*** Opening of Exercise materials ***
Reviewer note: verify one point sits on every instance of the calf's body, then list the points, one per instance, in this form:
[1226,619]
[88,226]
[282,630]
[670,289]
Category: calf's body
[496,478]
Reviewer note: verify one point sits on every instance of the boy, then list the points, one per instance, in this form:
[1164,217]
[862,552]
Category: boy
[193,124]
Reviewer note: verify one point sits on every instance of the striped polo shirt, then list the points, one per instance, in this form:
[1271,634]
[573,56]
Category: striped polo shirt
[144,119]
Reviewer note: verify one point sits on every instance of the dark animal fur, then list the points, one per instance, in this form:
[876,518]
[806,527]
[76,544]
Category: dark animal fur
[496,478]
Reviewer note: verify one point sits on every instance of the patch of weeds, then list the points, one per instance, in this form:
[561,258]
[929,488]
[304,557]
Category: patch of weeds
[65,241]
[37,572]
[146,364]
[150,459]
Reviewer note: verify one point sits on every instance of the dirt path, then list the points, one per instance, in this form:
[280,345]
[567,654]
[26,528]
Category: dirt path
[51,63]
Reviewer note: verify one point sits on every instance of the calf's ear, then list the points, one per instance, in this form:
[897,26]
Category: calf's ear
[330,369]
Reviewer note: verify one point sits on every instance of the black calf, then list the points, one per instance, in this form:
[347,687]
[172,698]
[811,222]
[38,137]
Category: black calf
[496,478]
*** Close of Exercise materials ***
= Aim of the task =
From the line containing "Category: calf's body" down to the final line of the data, write out every line exactly; both the first and last of these belong in your answer, and nothing else does.

= Result =
Category: calf's body
[496,478]
Reviewer note: verify one point sits on every instance of the boy, then list the points, one per instance, in this form:
[1164,217]
[862,552]
Category: boy
[193,124]
Reviewer note: verify one point sits on every instance of the striped polo shirt, then list the points, one per instance, in this form:
[1271,634]
[573,56]
Category: striped polo shirt
[144,119]
Reviewer note: verify one point sits on every instance of the dark animal fur, then list the points, one per instance, in this form:
[876,518]
[806,527]
[76,544]
Category: dark animal fur
[496,478]
Reviewer note: verify one point sits on every instance of the patch of weeds, then list the points, one per instance, in this form:
[561,258]
[929,488]
[304,557]
Category: patch of weeds
[65,241]
[37,572]
[146,364]
[150,459]
Reviewer note: verify one point sits on every instance of the dirt path, then list the points, one per instance, in this form:
[280,345]
[567,654]
[26,528]
Category: dirt path
[51,63]
Reviewer note: verify one point sits on every instance of the calf's ear, then list the points, one per instance, in this form:
[897,26]
Category: calf's ear
[330,369]
Reviewer note: verify one point sits on every instance of the black calf, then list the points, one per instance, in this form:
[347,687]
[172,698]
[811,222]
[38,137]
Category: black calf
[496,478]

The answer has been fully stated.